• [Exercise instructions]
a - Transcribe the stretch of the Hong Kong personal allowances guide from "Personal Allowances Under" through "are entitled to.".
b - Using the Hong Kong personal allowances guide below, answer these questions:
(i) What period of income does the 2025/26 year of assessment cover?
(ii) On which form are the allowances typically claimed?
(iii) What term does the guide use for the amount actually subject to tax?

Page extract section start

Personal Allowances Under Hong Kong Salaries Tax: Complete 2025/26 Guide
Understanding and correctly claiming personal allowances is the cornerstone of minimising your Hong Kong salaries tax liability. For the 2025/26 year of assessment (covering income earned from 1 April 2025 to 31 March 2026), the Inland Revenue Department (IRD) offers a range of allowances designed to reduce your net chargeable income. This guide provides a comprehensive, practical overview of all available allowances, who qualifies, and how to ensure you claim everything you are entitled to.
What Are Personal Allowances and How Do They Work?
Personal allowances are specific amounts you can deduct from your total income when calculating your salaries tax. They are not refunds or credits but deductions that lower your "net chargeable income," which is the amount actually subject to tax. Hong Kong uses a progressive tax system (capped at the standard rate) on net chargeable income, so reducing this figure directly lowers your tax bill. It is the taxpayer's responsibility to claim these allowances, typically by completing the relevant sections of your annual tax return (BIR60).

Page extract section end
Supplied information section start

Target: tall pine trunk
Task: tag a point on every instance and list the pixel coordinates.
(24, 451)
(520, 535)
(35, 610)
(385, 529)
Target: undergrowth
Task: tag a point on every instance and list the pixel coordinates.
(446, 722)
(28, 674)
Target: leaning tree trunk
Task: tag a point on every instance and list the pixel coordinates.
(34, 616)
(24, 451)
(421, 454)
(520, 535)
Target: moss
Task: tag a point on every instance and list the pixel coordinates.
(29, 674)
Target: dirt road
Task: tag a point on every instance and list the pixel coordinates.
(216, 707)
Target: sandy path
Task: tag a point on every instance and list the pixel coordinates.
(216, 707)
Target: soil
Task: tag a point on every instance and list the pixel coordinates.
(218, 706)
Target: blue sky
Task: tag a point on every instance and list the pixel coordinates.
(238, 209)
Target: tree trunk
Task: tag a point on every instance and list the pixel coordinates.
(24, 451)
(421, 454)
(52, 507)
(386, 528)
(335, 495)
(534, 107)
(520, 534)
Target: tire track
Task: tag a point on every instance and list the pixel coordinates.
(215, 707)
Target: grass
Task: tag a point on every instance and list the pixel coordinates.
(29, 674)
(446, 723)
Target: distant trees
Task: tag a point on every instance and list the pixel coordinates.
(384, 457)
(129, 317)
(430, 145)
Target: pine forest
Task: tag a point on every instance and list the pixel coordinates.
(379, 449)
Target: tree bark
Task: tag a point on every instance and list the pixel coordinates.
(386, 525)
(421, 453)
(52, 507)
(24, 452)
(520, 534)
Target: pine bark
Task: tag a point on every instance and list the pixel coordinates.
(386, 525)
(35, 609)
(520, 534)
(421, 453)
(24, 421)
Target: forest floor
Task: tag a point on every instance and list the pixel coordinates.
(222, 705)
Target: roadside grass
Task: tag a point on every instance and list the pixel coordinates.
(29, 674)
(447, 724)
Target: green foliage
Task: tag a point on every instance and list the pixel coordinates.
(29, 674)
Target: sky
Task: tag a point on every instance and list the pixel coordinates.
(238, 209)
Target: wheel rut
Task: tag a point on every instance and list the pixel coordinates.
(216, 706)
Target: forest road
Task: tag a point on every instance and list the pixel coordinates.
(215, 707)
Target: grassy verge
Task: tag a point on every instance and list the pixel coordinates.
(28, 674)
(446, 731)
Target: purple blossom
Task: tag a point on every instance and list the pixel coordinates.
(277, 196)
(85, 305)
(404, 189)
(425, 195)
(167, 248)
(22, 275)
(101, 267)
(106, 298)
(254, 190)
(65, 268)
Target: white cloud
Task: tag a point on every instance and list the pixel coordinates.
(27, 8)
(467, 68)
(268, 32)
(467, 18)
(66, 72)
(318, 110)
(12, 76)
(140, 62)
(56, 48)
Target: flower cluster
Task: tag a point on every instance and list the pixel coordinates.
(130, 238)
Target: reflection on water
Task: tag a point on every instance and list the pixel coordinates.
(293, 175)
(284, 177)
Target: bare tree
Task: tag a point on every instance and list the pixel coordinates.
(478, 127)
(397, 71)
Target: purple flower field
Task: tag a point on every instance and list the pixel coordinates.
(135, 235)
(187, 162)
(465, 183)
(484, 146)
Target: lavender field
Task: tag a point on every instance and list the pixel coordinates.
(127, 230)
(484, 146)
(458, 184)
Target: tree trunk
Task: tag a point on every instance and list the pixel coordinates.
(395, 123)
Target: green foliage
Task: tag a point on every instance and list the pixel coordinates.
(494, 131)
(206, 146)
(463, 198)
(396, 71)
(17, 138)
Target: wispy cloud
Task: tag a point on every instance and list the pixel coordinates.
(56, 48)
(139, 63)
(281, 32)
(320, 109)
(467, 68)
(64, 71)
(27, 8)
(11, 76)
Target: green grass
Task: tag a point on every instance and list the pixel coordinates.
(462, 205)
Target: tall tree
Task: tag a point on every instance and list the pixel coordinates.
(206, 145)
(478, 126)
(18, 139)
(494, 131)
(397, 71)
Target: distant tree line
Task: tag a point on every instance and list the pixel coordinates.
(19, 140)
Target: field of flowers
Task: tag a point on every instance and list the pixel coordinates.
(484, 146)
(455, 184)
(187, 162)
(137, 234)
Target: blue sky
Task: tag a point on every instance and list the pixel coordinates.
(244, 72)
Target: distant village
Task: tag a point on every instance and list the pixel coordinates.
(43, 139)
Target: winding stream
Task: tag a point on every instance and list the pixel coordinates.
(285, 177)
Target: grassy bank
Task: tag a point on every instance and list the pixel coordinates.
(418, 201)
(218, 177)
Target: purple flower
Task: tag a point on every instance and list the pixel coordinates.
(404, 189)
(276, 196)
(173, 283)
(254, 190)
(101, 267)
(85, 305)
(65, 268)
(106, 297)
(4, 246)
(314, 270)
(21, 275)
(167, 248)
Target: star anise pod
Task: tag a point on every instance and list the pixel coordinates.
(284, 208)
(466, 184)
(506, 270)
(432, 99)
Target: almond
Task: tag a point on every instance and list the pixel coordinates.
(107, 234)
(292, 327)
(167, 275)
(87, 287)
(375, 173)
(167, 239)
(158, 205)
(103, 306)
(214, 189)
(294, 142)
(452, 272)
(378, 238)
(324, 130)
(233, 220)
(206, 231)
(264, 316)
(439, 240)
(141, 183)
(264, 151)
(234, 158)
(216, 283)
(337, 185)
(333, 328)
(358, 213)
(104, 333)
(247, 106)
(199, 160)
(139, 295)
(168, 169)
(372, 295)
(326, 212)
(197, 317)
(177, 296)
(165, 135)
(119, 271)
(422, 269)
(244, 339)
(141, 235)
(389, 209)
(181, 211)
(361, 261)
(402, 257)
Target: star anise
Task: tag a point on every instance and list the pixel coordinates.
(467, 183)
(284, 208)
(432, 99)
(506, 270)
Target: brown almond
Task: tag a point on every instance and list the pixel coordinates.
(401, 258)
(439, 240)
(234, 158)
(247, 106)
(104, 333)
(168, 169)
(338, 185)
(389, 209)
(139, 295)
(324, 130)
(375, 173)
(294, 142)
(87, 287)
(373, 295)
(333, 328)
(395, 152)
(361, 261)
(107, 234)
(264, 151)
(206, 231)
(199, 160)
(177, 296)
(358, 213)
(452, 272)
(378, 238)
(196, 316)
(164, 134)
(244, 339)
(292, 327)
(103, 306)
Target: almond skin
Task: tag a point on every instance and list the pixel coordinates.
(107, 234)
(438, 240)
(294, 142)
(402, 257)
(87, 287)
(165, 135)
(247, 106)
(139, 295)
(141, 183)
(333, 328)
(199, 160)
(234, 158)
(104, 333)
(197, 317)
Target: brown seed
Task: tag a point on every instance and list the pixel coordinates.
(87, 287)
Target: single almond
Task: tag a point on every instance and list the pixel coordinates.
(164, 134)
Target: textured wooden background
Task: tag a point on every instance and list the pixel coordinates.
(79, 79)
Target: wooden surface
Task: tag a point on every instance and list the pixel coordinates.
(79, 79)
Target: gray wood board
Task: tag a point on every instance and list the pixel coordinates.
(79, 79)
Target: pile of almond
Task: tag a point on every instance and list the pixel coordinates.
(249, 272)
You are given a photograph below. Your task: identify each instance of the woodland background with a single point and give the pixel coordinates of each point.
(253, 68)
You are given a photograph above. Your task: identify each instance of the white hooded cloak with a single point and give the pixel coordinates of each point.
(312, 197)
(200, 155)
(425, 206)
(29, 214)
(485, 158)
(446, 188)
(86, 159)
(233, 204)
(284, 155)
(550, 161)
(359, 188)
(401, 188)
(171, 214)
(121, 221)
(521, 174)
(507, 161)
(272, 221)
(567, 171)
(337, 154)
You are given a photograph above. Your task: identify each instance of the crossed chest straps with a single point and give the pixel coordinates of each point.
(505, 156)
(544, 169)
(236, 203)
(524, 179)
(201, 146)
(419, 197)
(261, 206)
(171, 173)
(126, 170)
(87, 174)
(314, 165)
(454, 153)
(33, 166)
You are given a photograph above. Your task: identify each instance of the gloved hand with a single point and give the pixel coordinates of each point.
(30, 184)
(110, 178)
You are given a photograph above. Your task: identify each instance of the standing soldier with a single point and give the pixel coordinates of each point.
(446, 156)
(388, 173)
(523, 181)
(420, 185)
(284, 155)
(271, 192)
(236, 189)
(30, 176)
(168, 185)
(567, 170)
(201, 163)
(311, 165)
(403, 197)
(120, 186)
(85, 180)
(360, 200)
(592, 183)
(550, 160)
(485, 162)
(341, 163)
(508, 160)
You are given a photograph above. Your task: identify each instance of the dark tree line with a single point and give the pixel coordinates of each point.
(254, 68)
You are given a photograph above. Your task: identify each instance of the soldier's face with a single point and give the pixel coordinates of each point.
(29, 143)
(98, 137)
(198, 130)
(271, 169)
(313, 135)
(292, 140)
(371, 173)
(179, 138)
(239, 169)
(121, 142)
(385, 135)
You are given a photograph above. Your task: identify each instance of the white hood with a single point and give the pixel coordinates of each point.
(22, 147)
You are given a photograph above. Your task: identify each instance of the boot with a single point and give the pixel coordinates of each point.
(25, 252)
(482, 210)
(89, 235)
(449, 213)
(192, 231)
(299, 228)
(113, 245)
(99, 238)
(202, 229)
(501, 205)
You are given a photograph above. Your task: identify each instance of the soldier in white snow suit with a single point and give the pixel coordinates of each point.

Supplied information section end

• [Answers to each task]
a -
Personal Allowances Under Hong Kong Salaries Tax: Complete 2025/26 Guide
Understanding and correctly claiming personal allowances is the cornerstone of minimising your Hong Kong salaries tax liability. For the 2025/26 year of assessment (covering income earned from 1 April 2025 to 31 March 2026), the Inland Revenue Department (IRD) offers a range of allowances designed to reduce your net chargeable income. This guide provides a comprehensive, practical overview of all available allowances, who qualifies, and how to ensure you claim everything you are entitled to.

b -
(i) Income earned from 1 April 2025 to 31 March 2026.
(ii) The annual tax return (BIR60).
(iii) Net chargeable income.